* Page

Oh wait a minute, brother, that race has been that
race has been called McCormick won.

Speaker 1 (16:24):
McCormick won that ra Oh wow, yes he did. They
just called it today.

Speaker 2 (16:29):
Wow. And then in Michigan. I mean, we're so in
those two instances, you are talking about incumbents who were
very popular, who at one point, even in October, we're
polling between seven to twelve points ahead of their challenging.
These are incumbents and in one case, McCormick he won,

(16:53):
and Tammy Baldwin by the skin of her teeth held
on to that Senate seat in Wisconsin. So this is
this is an abject, abject disaster for Democrats and they
have nowhere else to look but in the mirror. And
I promise you if they use the cop out, because

(17:15):
that's what I believe this is. This is a cop
out to use racism and misogyny. It is a cop
I told somebody this, or it is a cop out,
the same way that we have chastised Republicans on this
show for saying, you know, I don't need to campaign

(17:37):
the black voters because you know, black folks don't vote
for Republicans, so why would I talk to black voters.
That's a cop out. That is, you are willingly shrinking
your tent. Darvo. I know your feelings on this, but
I was trained in politics that you never willfully shrink
your own tent. You never you never cancel out potential

(18:01):
voters go compete for the vote. It would be the
same way for Democrats. It's the same type of cop
out for Democrats to say, well, she just lost because
of you know, racism and misogyny. Your base is black women.
So if you're saying that she lost because of racism

(18:25):
and misogyny and your bas is black women, that means
you are telling your base that we will never again
run a black woman or a woman of color at
all ever again, because you can't. You can't, on the
one hand, say she lost because of racism and misogyny,
and then four years, eight years, twelve years later, run
another black woman, or run a black person. You also

(18:45):
can't say, well, you know, democrats love love love. Everybody
loves to throw out you know, Michelle Obama would win.

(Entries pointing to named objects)
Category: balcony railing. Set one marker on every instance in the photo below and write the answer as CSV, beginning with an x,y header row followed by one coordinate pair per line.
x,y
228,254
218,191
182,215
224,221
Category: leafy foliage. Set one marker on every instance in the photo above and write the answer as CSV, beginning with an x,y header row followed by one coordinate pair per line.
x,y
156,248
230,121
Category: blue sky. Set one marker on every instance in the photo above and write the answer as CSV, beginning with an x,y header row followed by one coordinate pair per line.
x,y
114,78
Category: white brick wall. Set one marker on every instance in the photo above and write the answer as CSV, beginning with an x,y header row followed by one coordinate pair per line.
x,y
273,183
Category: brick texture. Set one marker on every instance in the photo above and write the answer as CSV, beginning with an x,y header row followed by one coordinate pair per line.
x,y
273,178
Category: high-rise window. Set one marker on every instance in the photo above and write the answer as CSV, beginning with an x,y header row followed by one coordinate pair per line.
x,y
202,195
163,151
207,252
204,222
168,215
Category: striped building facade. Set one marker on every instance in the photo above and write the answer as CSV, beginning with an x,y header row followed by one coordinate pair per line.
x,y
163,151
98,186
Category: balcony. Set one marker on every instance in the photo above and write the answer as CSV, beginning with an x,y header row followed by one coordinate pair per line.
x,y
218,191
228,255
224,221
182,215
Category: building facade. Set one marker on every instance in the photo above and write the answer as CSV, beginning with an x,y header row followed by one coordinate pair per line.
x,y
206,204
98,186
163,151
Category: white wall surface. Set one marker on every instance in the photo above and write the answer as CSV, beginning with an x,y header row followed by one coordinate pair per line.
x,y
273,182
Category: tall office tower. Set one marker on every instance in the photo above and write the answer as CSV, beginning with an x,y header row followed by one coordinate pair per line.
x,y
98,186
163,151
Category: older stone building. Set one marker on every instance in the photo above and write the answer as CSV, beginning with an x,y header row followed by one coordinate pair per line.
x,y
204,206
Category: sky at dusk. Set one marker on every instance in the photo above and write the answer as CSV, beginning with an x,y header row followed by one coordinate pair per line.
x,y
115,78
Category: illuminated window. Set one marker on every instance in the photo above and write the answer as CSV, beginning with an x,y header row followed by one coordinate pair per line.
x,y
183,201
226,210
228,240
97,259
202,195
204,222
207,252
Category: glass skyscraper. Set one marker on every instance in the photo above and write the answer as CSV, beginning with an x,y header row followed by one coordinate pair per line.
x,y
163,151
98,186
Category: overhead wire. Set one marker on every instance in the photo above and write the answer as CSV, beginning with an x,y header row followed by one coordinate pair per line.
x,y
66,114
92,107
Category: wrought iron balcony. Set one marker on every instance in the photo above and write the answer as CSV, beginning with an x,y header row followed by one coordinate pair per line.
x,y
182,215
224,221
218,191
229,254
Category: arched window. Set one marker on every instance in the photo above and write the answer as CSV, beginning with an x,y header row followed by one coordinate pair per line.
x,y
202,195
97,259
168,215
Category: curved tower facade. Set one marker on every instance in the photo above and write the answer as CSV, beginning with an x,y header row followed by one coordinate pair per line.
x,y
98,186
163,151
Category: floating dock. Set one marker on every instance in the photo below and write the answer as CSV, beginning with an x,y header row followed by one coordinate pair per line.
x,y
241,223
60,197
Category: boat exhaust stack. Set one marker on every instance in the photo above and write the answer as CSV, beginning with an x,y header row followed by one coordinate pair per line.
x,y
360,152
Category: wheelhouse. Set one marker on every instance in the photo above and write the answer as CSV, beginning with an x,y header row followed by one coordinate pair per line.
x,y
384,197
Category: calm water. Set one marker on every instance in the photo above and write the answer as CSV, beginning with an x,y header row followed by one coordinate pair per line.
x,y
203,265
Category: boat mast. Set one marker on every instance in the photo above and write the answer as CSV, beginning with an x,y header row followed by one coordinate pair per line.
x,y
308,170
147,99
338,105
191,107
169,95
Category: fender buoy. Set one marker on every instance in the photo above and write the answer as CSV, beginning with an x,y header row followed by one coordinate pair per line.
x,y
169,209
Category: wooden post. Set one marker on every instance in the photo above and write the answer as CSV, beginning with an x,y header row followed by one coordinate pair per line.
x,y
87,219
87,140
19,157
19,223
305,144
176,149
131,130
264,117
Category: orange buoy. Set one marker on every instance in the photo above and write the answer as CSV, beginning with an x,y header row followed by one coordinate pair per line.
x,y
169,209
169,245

* Problems to work on
**1)** Check each statement against the election transcript and answer yes or no, quoting the words from the transcript that decide it: (a) The race was called for McCormick. (b) Tammy Baldwin lost her Senate seat in Wisconsin. (c) The speaker says their political training taught them never to willfully shrink their own tent.
**2)** Continue the election transcript from its last sentence, keeping the speaker's voice and argument.
These items come from a separate source.

* Responses by task
**1)**
(a) Yes: "race has been called McCormick won."
(b) No: "Tammy Baldwin by the skin of her teeth held on to that Senate seat in Wisconsin."
(c) Yes: "I was trained in politics that you never willfully shrink your own tent."

**2)**
If Michelle Obama would run, she would win. Right now,
those of us who really follow politics are like, you know,
she doesn't really like politics, she doesn't want to do that, right,
but everybody seems to believe that if she runs, she

(19:07):
would win in the last line against anybody. Well, last
time I checked, she's she's a black woman, right, So
you can't have it both ways.

Speaker 1 (19:16):
That is a cop out.

Speaker 2 (19:18):
Find out, figure out why you lost. I have some
ideas maybe people the way people feel about the economy
is one, but figure out why and don't willfully shrink
your tent, just the same way we tell Republicans, don't
don't pretend that I might as well not talk to
black voters because they don't vote for Republicans. Yeah, okay,

(19:41):
well just be prepared to lose. Then, if you are
going to say, well, you know, racism and misogyny and transphobia,
and you know the gender wars, does that play a factor.
Maybe is it quantifiable. We don't know. We can't really
quantify it. So why would you willfully just shrink your tent.

Speaker 1 (20:03):
It's a very good question. I completely agree with all
of that.

Speaker 3 (20:07):
One thing I do want to address, and then what
we're gonna do is we're gonna take a break, and
then we're gonna come and then when we come back,
we're gonna have a very what I think is an
important and interesting discussion about what happened. I want to
we're gonna talk to Robin about some of the things
that she saw on social media in some of the

(20:27):
ways that she was feeling, particularly as somebody who doesn't
really pay attention to politics all like.

Speaker 1 (20:32):
That, but it is seeing and hearing all of these
different things.

Speaker 3 (20:36):
And all these different reactions from people about the election,
and we're gonna have a good conversation on that, and
so we're gonna have We're gonna do that after the break,
because I don't want to mix it all in. I
want to make sure that we have plenty of time
to kind of have that conversation to kind of work
that out.

Speaker 1 (20:53):
But before we do that, before we go to break,
one thing I want to address is the why, and then.

Speaker 3 (21:01):
Dante will get your thoughts on the why as well,
and then we'll go to break. Really, if you understand politics,
the why is real simple.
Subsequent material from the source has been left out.